◆ **Exercise brief**: Copy every record exactly. Nothing may be skipped.
== Segment start ==
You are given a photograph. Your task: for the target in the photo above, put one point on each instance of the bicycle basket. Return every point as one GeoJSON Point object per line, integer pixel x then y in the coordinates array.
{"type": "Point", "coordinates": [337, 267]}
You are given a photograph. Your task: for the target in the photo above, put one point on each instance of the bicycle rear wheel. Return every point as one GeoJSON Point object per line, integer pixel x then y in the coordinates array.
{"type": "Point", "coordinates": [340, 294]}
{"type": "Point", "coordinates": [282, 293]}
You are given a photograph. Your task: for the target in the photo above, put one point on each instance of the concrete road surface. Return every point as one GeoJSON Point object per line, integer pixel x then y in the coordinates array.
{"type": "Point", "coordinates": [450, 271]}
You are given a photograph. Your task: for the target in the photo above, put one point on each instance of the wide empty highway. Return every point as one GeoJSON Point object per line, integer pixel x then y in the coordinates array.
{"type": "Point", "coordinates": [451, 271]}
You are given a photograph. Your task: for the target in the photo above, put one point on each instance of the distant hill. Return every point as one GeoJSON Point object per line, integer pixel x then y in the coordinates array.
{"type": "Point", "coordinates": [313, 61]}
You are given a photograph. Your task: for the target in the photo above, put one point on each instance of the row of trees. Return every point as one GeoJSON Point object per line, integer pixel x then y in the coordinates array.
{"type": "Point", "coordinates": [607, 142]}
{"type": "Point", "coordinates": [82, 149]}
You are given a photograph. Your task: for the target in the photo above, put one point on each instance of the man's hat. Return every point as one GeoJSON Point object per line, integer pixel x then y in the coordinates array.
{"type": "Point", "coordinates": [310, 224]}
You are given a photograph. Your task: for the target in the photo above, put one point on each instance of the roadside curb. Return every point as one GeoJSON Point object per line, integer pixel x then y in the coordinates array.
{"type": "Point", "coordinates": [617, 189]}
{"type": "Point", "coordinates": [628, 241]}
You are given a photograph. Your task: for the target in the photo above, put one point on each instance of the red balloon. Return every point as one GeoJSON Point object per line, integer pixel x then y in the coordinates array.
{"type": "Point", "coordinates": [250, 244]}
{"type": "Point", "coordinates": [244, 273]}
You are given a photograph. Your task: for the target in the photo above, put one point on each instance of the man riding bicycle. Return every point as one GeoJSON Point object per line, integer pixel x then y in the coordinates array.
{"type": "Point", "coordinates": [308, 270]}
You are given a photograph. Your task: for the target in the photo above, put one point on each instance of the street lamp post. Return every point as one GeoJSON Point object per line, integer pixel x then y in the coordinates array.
== Segment end ==
◆ **Output**:
You are given a photograph. Your task: for the target in the photo above, put one point on each instance of the bicycle basket. Return every point as one GeoJSON Point object per line, integer pixel x then y in the coordinates array.
{"type": "Point", "coordinates": [337, 267]}
You are given a photograph. Your task: for the target in the photo above, put one point on each instance of the bicycle rear wheel. Return every point as one GeoJSON Point object per line, integer pixel x then y in the coordinates array.
{"type": "Point", "coordinates": [340, 294]}
{"type": "Point", "coordinates": [282, 293]}
You are given a photograph. Your task: for the target in the photo above, put one point on each instance of the concrete road surface. Return every point as one GeoJSON Point object per line, integer pixel x then y in the coordinates array.
{"type": "Point", "coordinates": [450, 271]}
You are given a photograph. Your task: for the target in the photo above, put one point on each instance of the wide empty highway. Return every point as one GeoJSON Point object per line, integer pixel x then y in the coordinates array.
{"type": "Point", "coordinates": [451, 271]}
You are given a photograph. Your task: for the target in the photo above, put one point on each instance of the distant hill. Return every point as one GeoJSON Point object per line, integer pixel x then y in the coordinates array.
{"type": "Point", "coordinates": [313, 61]}
You are given a photograph. Your task: for the target in the photo above, put one point on each instance of the row of trees. Return every point as one GeoJSON Point object per line, integer pixel x then y in the coordinates array.
{"type": "Point", "coordinates": [607, 142]}
{"type": "Point", "coordinates": [82, 149]}
You are given a photograph. Your task: for the target in the photo above, put one point on each instance of the man's hat. Return every point as one GeoJSON Point object per line, integer pixel x then y in the coordinates array.
{"type": "Point", "coordinates": [310, 224]}
You are given a photograph. Your task: for the target in the photo above, put one point on each instance of the roadside curb. Return every point as one GeoJSON Point object per line, integer pixel x then y in the coordinates array.
{"type": "Point", "coordinates": [617, 189]}
{"type": "Point", "coordinates": [628, 241]}
You are given a photograph. Your task: for the target in the photo above, put one point on each instance of the red balloon. Return every point as one GeoJSON Point object per line, integer pixel x then y in the coordinates array.
{"type": "Point", "coordinates": [250, 244]}
{"type": "Point", "coordinates": [244, 273]}
You are given a photograph. Your task: for the target in the photo above, put one point on each instance of the man riding bicycle. Return every point as one GeoJSON Point object per line, integer pixel x then y in the coordinates array.
{"type": "Point", "coordinates": [308, 270]}
You are given a photograph. Your task: for the target in the photo above, put one point on each instance of the street lamp post. Return every point as one GeoJSON Point object per line, integer pixel x then y in the coordinates array.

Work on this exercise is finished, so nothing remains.